**Article:**
↓↓↓
Tuesday, January 11, 2011

Uncontrolled thoughts and a happy announcement.

I am at a loss for words currently. I keep rewriting this post thinking it will become what I want it to be but can't quite express.

I have a hesitancy to get too personal on blogs.

But I will just come out and say it and then maybe my postings will become more regular again (crossing fingers)

I have tried to find a beautiful, witty, intelligent way to say it so that everyone can be completely inspired and overjoyed by my life. But let's face it. I am not an eloquent person. Mostly I'm pretty blunt. Sometimes I have horrible cases of word vomit where I spew ugly things at people I love....or hardly know.

But I will just say it.

I'm pregnant.

I am overjoyed and extremely anxious with this pregnancy. Everyday I keep expecting something bad to come up. I have built a wall around my heart so that it wont get hurt again. But everything has been normal and two weeks ago we were able to hear the thumping of a little heart. I felt like crying but I hate crying in front of people I don't know so I held back the tears. My heart cried though. It swelled a little too.

But I am still anxious. I keep thinking... it can still happen. I can still miscarry.

So I pray everyday and thank my Heavenly Father for what He has given me. It calms my heart, eases my mind and I slowly allow myself to daydream about my child.

I have so many dreams for the future. So many hopes for my family.
↑↑↑
**Goal 1:** Locate every line of the records that contains the string "shoreline", and copy each such line.

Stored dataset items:
↓↓↓
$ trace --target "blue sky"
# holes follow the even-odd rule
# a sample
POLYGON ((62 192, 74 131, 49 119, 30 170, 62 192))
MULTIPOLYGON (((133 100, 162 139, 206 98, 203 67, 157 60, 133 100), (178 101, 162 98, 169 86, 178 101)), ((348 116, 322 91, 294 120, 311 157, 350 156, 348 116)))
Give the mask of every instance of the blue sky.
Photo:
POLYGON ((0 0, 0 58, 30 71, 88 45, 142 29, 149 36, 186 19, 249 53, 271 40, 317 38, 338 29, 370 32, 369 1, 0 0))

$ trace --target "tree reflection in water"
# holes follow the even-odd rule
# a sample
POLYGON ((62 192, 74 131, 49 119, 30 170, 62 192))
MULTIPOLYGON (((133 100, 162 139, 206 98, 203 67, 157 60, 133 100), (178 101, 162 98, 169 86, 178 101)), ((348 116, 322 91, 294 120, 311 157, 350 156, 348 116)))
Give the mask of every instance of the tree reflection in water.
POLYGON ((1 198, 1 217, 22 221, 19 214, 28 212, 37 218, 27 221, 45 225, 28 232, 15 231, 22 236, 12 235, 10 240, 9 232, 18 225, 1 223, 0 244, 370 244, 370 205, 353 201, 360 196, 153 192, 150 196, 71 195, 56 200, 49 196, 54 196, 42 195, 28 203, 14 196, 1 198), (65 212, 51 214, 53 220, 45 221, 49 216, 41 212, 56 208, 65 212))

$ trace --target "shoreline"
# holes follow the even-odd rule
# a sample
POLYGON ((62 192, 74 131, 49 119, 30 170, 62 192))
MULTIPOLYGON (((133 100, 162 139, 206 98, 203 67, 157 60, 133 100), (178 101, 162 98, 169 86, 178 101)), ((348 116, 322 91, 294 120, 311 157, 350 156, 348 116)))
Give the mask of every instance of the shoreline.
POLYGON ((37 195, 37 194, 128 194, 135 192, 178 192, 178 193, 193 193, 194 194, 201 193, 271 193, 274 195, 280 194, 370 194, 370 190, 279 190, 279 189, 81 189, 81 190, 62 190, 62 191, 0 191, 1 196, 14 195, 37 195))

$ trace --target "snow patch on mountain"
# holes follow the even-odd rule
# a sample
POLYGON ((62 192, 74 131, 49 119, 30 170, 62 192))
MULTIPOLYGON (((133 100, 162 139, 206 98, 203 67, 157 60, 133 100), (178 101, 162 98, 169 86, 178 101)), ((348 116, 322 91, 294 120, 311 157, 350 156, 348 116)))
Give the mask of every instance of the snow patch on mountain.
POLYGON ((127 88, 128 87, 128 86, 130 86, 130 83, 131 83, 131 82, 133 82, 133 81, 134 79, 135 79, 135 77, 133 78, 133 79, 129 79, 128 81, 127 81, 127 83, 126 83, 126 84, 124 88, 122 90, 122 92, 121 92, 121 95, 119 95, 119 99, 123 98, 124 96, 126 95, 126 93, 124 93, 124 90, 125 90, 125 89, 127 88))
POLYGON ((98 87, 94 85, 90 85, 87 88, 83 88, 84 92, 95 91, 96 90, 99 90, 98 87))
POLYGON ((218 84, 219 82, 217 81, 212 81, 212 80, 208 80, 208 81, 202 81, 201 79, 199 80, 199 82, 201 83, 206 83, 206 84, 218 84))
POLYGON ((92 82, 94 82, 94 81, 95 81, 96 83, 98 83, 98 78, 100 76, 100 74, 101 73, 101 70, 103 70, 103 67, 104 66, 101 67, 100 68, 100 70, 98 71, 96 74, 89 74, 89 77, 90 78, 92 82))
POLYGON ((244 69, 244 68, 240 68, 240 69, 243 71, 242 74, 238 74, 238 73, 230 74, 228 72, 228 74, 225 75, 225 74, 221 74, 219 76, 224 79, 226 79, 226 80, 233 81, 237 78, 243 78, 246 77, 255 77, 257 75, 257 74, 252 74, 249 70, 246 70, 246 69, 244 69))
↑↑↑
**Goal 2:** Extract the passage of the blog post starting at "I'm pregnant." and ending at "about my child.", reproducing it without alteration.

**Written reply 1:**
$ trace --target "shoreline"
Give the mask of every instance of the shoreline.

**Written reply 2:**
I'm pregnant.

I am overjoyed and extremely anxious with this pregnancy. Everyday I keep expecting something bad to come up. I have built a wall around my heart so that it wont get hurt again. But everything has been normal and two weeks ago we were able to hear the thumping of a little heart. I felt like crying but I hate crying in front of people I don't know so I held back the tears. My heart cried though. It swelled a little too.

But I am still anxious. I keep thinking... it can still happen. I can still miscarry.

So I pray everyday and thank my Heavenly Father for what He has given me. It calms my heart, eases my mind and I slowly allow myself to daydream about my child.